• AIM:
Below are some records. Quote exactly the lines from the one that contains "If you would be willing to indicate the eyeglasses" through the last, both included, and leave out the pictures.
..............................
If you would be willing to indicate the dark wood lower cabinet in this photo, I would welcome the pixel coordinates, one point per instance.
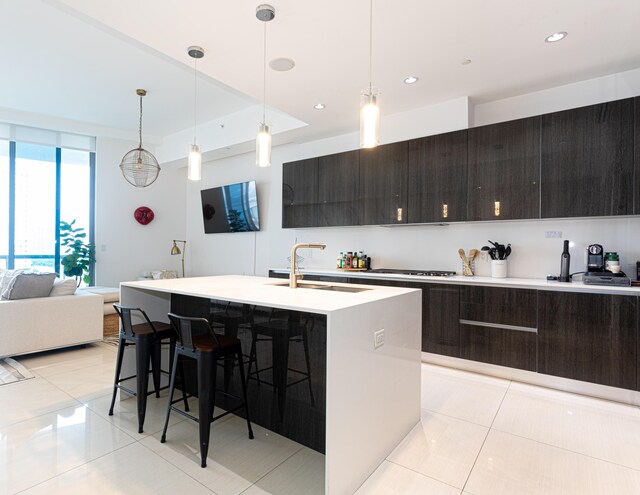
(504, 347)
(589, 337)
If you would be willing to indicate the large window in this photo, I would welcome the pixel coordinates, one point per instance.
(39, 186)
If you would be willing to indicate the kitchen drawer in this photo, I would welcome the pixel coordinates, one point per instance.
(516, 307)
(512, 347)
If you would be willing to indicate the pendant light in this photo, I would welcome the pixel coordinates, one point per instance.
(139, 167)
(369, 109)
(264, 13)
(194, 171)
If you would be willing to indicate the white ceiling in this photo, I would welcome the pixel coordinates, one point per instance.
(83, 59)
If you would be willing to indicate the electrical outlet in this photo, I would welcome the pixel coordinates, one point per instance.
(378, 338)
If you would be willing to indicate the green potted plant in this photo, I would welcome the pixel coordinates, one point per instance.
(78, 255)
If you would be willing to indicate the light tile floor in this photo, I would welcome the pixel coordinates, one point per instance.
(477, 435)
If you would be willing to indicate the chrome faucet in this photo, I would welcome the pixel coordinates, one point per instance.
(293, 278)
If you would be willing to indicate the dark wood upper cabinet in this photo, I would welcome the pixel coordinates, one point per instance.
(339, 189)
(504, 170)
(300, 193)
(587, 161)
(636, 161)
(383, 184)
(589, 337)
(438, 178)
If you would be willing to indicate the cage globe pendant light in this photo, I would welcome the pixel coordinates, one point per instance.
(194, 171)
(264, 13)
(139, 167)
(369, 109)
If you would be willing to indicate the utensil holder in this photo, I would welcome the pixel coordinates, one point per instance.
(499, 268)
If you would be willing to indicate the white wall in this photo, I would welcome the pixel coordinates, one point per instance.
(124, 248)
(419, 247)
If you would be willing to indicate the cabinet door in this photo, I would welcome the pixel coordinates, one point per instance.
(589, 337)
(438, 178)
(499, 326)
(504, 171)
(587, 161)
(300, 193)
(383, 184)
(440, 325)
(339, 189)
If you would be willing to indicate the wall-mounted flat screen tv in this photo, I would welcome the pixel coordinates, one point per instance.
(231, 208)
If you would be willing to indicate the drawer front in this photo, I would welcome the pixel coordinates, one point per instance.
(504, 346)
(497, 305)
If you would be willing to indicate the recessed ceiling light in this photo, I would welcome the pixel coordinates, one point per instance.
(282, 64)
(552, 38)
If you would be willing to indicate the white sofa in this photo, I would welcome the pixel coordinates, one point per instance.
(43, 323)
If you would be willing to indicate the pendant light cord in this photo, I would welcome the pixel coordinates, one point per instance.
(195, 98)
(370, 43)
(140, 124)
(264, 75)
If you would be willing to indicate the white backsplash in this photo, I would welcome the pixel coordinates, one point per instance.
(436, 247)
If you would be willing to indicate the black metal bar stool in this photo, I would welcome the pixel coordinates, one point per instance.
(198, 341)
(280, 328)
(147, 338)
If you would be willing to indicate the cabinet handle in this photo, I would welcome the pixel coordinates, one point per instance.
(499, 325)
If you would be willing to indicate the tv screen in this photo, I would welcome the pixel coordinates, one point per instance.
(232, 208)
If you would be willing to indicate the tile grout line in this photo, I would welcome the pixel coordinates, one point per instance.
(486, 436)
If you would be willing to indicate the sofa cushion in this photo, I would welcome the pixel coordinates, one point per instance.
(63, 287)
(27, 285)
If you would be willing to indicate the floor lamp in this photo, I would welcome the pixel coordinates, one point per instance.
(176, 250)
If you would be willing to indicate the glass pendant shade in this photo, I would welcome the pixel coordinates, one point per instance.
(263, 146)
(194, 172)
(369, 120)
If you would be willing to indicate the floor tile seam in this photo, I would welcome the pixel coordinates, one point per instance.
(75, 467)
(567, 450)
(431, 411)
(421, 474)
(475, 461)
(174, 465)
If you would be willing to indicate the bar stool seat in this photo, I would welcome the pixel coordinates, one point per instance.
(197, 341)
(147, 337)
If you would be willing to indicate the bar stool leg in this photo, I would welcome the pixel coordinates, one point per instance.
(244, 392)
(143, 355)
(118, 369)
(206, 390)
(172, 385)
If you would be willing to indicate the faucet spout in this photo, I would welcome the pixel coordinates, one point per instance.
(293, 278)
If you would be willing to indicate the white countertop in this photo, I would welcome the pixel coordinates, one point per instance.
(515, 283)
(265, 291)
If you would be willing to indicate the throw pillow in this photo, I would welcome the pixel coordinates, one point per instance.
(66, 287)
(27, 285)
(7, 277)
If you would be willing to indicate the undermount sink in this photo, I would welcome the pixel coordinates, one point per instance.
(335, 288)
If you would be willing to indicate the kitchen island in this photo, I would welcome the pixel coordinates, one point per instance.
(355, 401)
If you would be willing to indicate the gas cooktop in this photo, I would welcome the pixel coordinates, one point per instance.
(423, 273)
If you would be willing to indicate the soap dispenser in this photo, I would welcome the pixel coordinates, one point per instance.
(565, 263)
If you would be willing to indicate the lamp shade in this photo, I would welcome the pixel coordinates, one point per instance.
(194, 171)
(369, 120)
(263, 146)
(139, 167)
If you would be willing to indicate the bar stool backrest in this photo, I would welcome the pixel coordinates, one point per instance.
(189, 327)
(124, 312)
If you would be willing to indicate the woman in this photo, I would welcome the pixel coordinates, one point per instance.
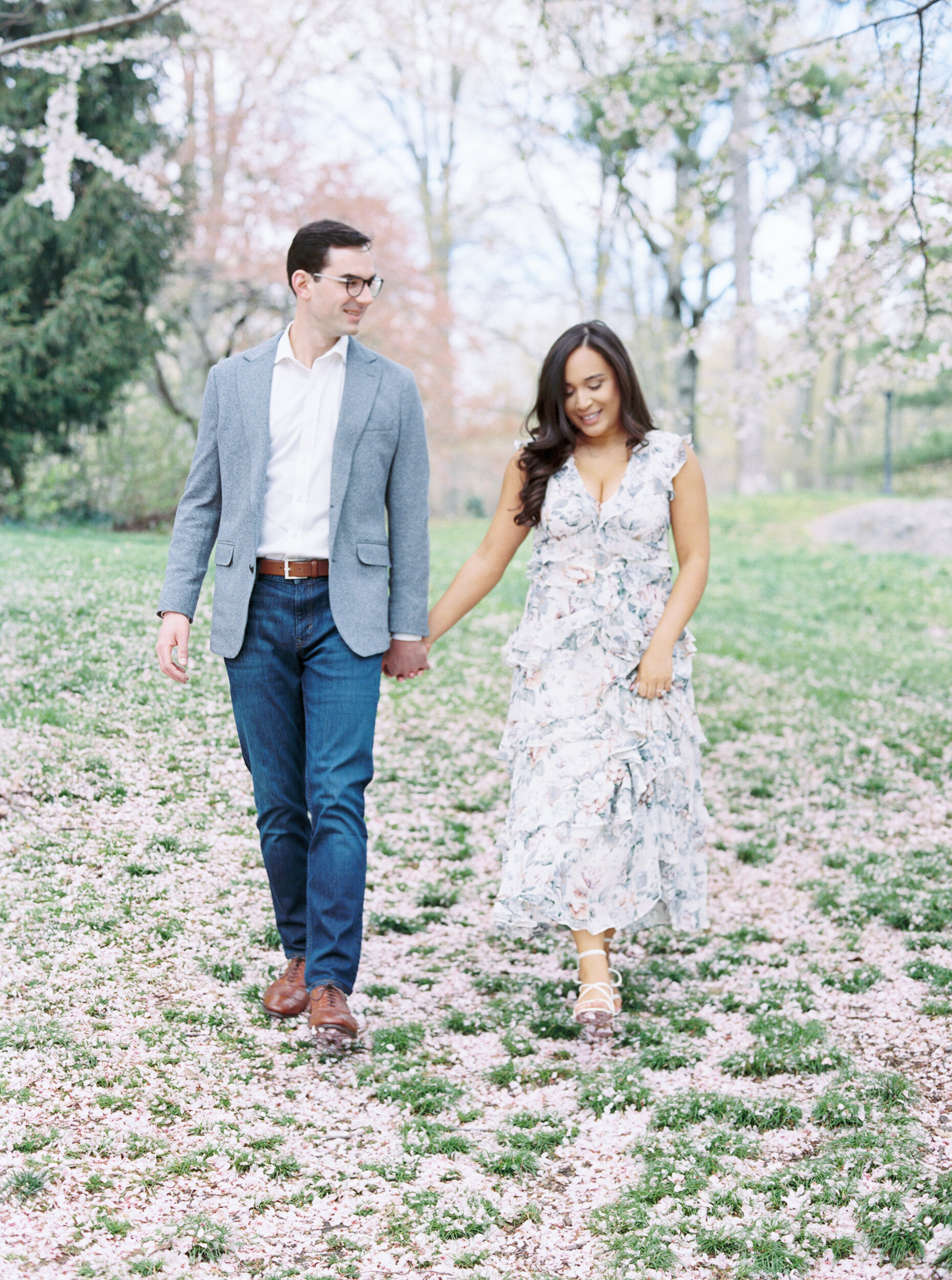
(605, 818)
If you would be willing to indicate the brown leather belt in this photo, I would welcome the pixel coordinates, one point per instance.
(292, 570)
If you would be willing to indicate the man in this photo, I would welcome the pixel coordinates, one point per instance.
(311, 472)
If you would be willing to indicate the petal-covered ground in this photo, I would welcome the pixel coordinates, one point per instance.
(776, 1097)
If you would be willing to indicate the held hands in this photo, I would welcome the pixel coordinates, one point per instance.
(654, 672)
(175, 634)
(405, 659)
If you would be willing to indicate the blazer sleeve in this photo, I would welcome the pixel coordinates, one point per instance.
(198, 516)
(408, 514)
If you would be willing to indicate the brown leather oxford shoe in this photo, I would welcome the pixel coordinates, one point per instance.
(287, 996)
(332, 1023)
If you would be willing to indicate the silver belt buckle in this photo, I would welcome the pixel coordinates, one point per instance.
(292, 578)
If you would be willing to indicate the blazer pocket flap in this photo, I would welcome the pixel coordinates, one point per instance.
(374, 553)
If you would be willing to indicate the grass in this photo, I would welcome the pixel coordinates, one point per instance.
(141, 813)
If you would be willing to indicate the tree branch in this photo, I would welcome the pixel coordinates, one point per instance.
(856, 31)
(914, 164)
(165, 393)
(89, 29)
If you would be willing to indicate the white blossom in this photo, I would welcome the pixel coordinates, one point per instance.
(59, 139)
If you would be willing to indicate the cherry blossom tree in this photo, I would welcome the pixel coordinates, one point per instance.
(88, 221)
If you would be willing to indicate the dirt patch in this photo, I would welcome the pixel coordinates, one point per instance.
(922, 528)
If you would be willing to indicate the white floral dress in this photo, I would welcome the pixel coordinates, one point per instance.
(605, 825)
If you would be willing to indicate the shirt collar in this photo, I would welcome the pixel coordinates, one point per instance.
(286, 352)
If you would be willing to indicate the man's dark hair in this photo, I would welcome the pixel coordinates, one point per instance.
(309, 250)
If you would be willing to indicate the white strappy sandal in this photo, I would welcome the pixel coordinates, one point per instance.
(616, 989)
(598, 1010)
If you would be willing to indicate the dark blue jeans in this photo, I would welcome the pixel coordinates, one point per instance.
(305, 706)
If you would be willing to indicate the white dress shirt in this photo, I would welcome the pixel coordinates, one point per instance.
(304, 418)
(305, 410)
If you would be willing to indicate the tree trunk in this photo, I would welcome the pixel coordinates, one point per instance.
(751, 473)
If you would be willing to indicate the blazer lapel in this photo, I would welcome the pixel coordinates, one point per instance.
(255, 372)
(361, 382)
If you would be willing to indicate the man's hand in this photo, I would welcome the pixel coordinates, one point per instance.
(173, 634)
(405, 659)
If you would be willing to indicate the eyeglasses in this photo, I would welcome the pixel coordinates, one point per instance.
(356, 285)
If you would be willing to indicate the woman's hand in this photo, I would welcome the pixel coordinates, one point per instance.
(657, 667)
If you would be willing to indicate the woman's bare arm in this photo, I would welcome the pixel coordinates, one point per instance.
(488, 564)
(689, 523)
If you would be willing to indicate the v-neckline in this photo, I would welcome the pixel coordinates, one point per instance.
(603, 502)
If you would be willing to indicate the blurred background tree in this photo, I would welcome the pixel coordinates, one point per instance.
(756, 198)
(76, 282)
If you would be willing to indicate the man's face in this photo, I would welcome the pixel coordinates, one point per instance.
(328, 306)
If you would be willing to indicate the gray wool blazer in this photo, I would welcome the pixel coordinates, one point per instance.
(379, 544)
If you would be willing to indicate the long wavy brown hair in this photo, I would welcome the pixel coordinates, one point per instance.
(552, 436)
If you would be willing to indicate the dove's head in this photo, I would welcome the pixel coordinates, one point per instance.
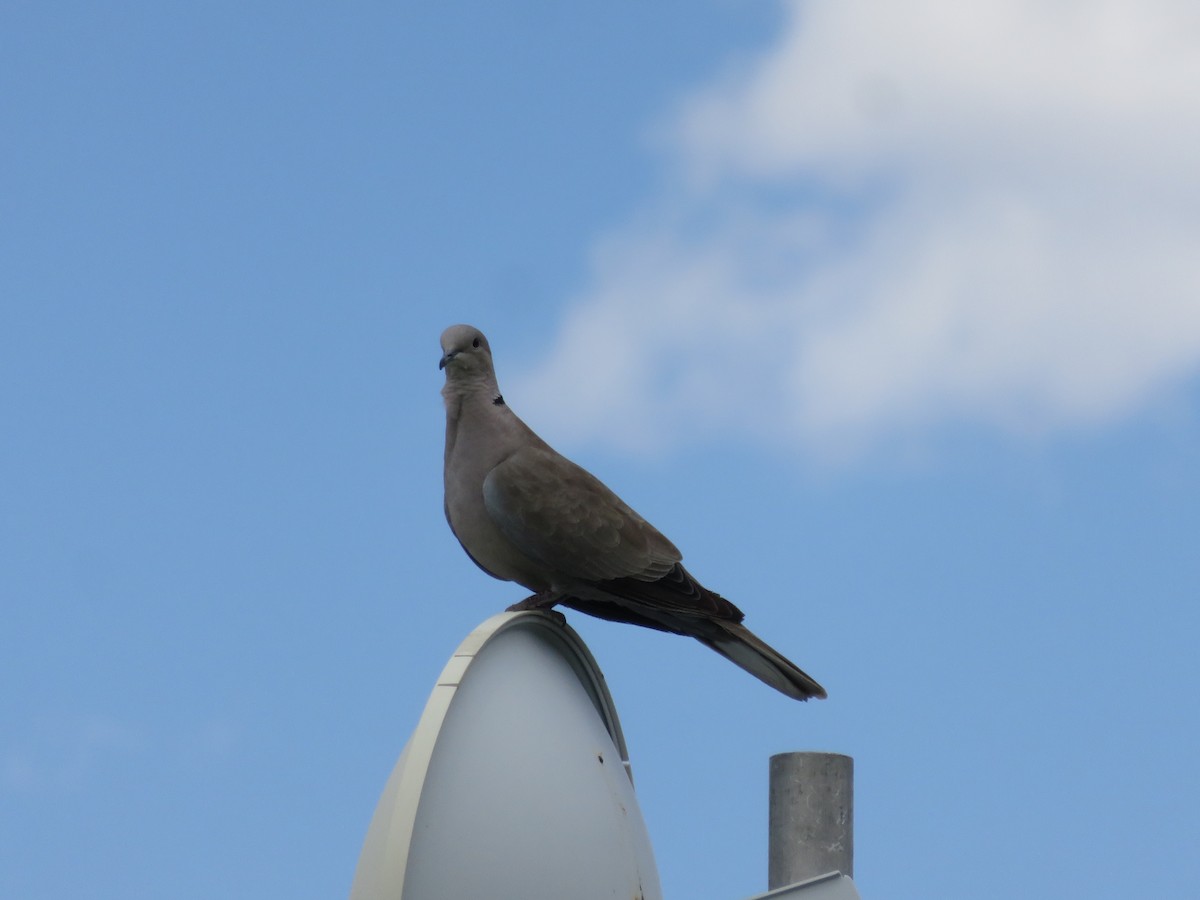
..............................
• OUTPUT:
If you would be willing to indicate the eyeglasses in this photo, I would welcome the pixel coordinates, one point per instance.
(356, 285)
If you would be willing to indicate the woman's hand in this photo, I would welcome the pixel coordinates, one point per instance.
(657, 667)
If you would be willing to indicate the woman's bare arm in this photo, I would welcome the pixel coordinates, one point per instance.
(488, 564)
(689, 523)
If you would be willing to indicate the v-neckline in this photo, I would welcome the pixel coordinates, one point per instance.
(603, 502)
If you would be willing to indicate the blurred background tree in this photo, I would welcome the pixel coordinates, one point per instance.
(756, 198)
(76, 282)
If you would be willing to indicate the man's face in this photo, I would welcome the pixel coordinates, one point per instance.
(328, 306)
If you would be willing to indicate the gray wool blazer in this photo, I would welcome the pixel coordinates, one point per instance.
(379, 544)
If you would be willing to indicate the long wavy brown hair in this photo, I would welcome the pixel coordinates, one point per instance.
(552, 436)
If you would be willing to indicate the dove's head in this photo, I would welcome the pixel coordinates, one point per instance.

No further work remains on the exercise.